Bundesbehörde gibt Zusammenhang von Krieg und Geldentwertung zu

Lebensmittelpreise fressen Löhne auf

„Die Inflationsrate ist auf den niedrigsten Wert seit dem Kriegsbeginn in der Ukraine gefallen.“ So bewertete Mitte letzter Woche Ruth Brand, Präsidentin des Statistischen Bundesamtes, den Rückgang der September-Inflationsrate im Vergleich zum Vorjahresmonat auf 4,5 Prozent nach 6,1 Prozent im August. Das klingt nach einem ermutigenden Trend.

Abgesehen von der falschen Datierung des Kriegsbeginns auf 2022 statt auf 2014 ist der Satz vor allem deshalb bemerkenswert, weil in ihm „Inflation“ und „Krieg“ zusammen erwähnt werden. Bis in linkssozialdemokratische und Gewerkschaftskreise hinein wird zuweilen so getan, als ob der gegenwärtige Geldentwertungsprozess mit dem Krieg gegen Russland nichts zu hätte. Dabei sprechen alle geschichtlichen Erfahrungen für einen solchen engen Zusammenhang – von der großen Inflation vor jetzt genau 100 Jahren im Gefolge des 1. Weltkriegs bis hin zu den inflationären Prozessen in den 1970er Jahren im Zusammenhang mit dem Vietnamkrieg. Zweitens zeigt der Satz, wie tief inzwischen die Erwartungshaltung der herrschenden Klasse gegenüber ihrem eigenen Ziel einer Preisstabilität gesunken ist. Gefeiert wird hier eine Inflationsrate von 4,5 Prozent. Sie liegt mehr als doppelt so hoch wie das erklärte Ziel von höchstens zwei Prozent Geldentwertung pro Jahr und wäre in früheren Zeiten ein Alarmsignal gewesen. Drittens dient der positiv stimmende Satz der Verschleierung der weiter trabenden Wohlstandsminderung bei Arbeiterinnen und Arbeitern und Angestellten, die auf Tariflöhne angewiesen sind, bei Rentnerinnen und Rentnern und erst recht bei Menschen, die von Lohnersatzleistungen abhängig sind.

---*---

ARBEITSAUFTRAG: Aktualisiere im Artikel über die Inflation die Stelle von „Bundesbehörde gibt Zusammenhang“ bis „einem ermutigenden Trend.“, indem du „ermutigenden“ durch „erfreulichen“ ersetzt, und gib die Stelle neu wieder.

---*---

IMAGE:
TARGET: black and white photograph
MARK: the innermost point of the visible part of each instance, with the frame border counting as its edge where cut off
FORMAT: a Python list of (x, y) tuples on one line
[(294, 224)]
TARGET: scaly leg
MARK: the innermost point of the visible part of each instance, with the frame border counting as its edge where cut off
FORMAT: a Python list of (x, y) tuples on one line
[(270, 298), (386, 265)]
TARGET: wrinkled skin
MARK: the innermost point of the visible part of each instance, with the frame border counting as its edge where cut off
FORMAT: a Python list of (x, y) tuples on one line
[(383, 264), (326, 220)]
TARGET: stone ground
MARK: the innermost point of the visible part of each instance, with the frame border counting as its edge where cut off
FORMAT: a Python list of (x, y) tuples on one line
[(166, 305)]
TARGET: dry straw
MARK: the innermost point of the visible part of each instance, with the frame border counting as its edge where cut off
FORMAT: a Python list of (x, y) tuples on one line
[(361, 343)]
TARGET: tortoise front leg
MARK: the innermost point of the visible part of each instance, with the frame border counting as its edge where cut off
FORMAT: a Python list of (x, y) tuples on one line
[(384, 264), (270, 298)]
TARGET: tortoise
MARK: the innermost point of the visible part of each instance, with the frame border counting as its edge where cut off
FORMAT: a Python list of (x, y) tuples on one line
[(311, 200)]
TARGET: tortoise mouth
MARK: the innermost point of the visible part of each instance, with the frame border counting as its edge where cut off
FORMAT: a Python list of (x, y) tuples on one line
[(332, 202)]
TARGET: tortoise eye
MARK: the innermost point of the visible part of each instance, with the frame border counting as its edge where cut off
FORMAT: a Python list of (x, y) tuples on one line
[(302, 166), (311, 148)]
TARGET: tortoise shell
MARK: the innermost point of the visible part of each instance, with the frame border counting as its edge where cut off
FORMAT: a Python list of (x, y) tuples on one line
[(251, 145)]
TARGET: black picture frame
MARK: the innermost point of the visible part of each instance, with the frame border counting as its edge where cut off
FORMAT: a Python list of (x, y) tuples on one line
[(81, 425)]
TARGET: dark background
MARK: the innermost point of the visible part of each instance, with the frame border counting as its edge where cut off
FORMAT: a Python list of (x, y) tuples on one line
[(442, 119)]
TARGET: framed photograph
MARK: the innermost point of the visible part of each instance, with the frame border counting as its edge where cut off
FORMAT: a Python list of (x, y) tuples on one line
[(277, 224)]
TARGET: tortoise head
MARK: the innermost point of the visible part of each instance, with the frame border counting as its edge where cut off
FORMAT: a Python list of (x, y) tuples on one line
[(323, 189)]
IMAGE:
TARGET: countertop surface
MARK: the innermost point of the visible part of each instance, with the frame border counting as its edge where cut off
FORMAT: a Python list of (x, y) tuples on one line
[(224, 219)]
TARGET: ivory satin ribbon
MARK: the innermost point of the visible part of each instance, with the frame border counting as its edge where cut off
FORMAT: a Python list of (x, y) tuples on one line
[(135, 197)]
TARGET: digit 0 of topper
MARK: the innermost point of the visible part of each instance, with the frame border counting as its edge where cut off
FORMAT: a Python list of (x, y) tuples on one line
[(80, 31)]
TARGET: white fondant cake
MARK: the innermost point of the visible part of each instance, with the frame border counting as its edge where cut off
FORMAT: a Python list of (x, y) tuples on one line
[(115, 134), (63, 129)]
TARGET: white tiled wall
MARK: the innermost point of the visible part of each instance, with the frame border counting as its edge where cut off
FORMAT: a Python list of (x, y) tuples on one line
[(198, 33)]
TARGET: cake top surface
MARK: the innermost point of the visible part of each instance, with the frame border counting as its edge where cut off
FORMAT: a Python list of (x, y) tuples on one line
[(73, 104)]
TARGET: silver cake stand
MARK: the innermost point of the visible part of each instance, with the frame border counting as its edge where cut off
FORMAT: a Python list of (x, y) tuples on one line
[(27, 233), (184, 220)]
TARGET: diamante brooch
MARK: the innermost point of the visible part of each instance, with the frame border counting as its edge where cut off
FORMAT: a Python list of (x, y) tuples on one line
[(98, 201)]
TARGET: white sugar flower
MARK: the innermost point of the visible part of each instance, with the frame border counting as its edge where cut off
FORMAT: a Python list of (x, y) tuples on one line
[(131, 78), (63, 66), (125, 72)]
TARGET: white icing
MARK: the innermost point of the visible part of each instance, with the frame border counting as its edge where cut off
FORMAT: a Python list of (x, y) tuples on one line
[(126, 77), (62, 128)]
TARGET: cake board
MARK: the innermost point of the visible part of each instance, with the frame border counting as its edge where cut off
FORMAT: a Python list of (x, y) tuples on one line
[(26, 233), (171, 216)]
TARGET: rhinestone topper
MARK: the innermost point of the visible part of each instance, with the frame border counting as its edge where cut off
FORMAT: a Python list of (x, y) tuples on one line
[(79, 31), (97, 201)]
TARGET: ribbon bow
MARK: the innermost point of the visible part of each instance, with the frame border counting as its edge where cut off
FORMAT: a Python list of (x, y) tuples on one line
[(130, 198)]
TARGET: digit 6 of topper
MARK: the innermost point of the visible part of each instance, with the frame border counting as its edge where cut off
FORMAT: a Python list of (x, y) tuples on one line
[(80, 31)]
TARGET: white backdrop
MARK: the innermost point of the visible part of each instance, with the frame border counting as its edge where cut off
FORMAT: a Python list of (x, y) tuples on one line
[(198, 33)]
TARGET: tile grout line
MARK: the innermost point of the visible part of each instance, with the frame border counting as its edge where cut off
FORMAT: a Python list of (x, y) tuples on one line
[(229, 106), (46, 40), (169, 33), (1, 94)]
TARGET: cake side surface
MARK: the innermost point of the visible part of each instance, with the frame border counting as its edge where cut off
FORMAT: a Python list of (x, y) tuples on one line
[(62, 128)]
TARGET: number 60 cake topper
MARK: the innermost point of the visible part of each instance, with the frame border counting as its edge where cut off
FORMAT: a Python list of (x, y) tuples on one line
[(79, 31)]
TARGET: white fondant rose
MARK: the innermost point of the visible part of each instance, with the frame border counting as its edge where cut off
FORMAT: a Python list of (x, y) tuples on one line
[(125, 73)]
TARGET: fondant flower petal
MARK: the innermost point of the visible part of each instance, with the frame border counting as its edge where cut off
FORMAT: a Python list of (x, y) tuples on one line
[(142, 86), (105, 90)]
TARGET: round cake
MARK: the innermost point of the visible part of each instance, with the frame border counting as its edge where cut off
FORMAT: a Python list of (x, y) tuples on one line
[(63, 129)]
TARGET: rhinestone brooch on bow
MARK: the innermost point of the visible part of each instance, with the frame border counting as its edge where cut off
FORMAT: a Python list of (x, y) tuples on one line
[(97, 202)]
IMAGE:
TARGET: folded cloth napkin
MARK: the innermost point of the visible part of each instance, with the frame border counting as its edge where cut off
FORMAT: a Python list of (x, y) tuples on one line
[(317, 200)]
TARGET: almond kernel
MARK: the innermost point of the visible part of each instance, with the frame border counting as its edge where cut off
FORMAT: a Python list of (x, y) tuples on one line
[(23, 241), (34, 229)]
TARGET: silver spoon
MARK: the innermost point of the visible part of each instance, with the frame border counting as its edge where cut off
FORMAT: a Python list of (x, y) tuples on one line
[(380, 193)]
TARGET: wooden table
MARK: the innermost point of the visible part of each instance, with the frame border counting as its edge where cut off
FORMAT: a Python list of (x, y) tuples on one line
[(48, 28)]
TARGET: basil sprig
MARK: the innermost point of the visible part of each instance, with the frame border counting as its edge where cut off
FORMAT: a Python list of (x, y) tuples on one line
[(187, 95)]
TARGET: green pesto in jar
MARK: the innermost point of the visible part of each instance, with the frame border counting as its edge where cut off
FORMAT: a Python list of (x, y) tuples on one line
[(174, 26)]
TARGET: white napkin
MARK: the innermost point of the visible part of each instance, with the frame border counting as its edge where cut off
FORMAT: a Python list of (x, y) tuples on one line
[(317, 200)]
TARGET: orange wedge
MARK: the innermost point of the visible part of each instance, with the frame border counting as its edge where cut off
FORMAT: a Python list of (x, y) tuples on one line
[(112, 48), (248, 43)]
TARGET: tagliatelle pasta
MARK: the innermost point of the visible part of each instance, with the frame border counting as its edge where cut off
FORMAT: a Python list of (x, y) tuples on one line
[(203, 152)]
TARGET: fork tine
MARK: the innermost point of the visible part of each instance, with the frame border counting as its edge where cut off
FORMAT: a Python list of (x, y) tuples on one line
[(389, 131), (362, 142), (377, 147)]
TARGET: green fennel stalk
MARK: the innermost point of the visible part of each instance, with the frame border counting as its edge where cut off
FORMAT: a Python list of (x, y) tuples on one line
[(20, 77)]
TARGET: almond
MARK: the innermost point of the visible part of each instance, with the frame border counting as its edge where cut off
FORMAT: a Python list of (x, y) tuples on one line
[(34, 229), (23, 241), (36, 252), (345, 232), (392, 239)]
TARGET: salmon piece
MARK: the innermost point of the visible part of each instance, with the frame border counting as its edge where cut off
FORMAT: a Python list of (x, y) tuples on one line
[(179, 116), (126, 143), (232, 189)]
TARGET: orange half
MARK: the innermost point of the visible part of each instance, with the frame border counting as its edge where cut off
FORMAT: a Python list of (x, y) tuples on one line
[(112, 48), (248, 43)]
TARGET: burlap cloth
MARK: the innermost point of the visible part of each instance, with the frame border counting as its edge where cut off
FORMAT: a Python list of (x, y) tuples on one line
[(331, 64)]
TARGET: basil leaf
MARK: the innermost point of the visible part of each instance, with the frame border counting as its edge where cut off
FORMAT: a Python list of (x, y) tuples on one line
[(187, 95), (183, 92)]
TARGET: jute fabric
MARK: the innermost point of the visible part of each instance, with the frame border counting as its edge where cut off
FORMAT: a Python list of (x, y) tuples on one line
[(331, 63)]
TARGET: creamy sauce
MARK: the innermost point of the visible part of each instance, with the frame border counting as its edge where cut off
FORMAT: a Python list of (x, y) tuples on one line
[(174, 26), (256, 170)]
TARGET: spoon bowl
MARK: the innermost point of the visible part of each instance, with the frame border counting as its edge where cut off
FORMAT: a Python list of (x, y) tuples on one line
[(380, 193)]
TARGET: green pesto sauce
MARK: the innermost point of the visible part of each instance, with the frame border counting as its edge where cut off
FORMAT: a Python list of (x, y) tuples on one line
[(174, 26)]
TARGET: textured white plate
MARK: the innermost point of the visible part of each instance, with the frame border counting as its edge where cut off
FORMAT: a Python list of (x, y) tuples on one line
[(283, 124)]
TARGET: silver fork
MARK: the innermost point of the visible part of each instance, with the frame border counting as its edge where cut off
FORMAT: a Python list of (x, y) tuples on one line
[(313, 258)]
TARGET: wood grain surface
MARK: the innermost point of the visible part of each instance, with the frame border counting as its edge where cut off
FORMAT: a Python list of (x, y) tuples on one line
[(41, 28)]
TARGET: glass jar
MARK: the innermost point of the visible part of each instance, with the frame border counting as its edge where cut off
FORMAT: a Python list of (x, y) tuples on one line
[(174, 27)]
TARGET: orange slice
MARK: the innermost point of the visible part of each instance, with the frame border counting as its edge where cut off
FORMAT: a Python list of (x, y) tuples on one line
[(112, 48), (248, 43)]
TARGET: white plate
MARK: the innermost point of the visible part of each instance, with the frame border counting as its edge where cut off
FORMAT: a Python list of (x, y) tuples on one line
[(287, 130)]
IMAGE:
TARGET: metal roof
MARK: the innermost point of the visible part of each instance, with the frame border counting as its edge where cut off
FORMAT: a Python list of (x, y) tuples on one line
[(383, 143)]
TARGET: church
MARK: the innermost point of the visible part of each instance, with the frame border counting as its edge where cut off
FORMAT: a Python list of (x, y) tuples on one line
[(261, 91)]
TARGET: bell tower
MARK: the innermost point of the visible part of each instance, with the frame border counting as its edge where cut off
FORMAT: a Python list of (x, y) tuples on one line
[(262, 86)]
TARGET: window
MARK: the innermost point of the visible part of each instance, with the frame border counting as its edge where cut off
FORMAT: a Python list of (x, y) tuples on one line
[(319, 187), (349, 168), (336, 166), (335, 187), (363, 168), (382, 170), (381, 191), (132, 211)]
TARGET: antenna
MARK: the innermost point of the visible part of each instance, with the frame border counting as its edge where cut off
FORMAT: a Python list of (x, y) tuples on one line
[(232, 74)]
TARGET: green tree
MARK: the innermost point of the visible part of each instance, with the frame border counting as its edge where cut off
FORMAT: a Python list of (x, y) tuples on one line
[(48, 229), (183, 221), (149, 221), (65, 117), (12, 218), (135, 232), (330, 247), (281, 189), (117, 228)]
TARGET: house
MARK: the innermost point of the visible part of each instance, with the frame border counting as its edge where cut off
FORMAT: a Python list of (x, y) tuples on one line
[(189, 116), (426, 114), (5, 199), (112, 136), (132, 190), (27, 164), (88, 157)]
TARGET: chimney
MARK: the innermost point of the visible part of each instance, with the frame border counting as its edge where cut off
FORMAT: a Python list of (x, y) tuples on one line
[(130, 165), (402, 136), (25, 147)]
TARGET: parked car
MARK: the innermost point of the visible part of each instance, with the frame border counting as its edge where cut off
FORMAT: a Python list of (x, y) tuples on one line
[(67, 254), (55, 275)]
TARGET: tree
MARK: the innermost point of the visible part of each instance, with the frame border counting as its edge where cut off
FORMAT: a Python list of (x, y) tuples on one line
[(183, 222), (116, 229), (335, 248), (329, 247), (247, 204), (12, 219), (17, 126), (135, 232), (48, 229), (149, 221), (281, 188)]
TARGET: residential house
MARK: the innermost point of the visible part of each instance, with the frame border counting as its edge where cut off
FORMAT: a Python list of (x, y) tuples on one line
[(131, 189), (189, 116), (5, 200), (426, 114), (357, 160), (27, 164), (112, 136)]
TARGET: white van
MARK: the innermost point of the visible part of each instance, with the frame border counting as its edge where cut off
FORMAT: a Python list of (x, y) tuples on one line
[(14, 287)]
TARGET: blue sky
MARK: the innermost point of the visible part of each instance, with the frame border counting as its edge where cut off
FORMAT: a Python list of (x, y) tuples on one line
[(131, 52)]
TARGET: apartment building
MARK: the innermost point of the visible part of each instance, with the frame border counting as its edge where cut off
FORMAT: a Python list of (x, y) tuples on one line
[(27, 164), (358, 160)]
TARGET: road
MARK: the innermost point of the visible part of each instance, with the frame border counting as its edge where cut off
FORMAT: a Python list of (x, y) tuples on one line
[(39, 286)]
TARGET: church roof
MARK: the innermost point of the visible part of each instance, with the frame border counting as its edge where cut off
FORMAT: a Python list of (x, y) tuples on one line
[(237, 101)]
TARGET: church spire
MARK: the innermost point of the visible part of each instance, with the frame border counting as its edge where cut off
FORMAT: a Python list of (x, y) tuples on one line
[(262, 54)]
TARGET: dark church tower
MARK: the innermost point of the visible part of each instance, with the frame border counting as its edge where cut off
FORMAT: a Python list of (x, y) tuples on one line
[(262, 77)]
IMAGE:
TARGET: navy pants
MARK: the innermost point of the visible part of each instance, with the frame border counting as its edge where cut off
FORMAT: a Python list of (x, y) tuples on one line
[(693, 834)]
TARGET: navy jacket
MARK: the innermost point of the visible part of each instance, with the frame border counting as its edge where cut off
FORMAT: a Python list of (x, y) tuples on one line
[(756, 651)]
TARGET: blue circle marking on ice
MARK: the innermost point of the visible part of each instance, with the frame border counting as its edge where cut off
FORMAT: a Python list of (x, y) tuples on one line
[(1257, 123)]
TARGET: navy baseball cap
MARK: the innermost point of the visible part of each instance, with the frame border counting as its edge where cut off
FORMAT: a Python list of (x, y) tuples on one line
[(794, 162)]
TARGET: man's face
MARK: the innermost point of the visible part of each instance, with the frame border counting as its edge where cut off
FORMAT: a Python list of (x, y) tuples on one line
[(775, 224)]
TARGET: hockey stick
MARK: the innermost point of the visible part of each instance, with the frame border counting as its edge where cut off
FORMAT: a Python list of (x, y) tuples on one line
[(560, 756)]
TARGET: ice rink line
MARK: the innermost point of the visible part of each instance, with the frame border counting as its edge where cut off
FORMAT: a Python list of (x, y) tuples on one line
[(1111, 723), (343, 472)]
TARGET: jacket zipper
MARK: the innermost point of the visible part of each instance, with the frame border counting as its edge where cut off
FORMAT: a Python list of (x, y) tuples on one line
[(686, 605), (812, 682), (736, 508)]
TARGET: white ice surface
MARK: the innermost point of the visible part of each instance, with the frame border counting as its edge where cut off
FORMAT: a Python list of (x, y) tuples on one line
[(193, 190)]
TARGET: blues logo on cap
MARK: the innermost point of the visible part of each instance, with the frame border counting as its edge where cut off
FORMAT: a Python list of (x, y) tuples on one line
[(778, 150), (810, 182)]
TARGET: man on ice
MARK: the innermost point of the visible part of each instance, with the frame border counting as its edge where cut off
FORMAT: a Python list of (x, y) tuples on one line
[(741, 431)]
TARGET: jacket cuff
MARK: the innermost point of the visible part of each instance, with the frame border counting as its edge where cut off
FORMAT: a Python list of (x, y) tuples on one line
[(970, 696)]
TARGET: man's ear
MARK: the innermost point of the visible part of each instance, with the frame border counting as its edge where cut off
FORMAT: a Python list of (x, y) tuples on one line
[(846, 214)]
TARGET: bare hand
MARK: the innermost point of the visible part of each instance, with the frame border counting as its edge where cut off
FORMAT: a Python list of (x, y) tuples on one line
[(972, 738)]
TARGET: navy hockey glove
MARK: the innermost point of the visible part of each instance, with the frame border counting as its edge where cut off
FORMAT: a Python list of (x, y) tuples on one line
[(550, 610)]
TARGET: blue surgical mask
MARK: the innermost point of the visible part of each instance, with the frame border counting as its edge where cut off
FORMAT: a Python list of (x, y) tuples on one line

---*---

LÖSUNG:
Bundesbehörde gibt Zusammenhang von Krieg und Geldentwertung zu

Lebensmittelpreise fressen Löhne auf

„Die Inflationsrate ist auf den niedrigsten Wert seit dem Kriegsbeginn in der Ukraine gefallen.“ So bewertete Mitte letzter Woche Ruth Brand, Präsidentin des Statistischen Bundesamtes, den Rückgang der September-Inflationsrate im Vergleich zum Vorjahresmonat auf 4,5 Prozent nach 6,1 Prozent im August. Das klingt nach einem erfreulichen Trend.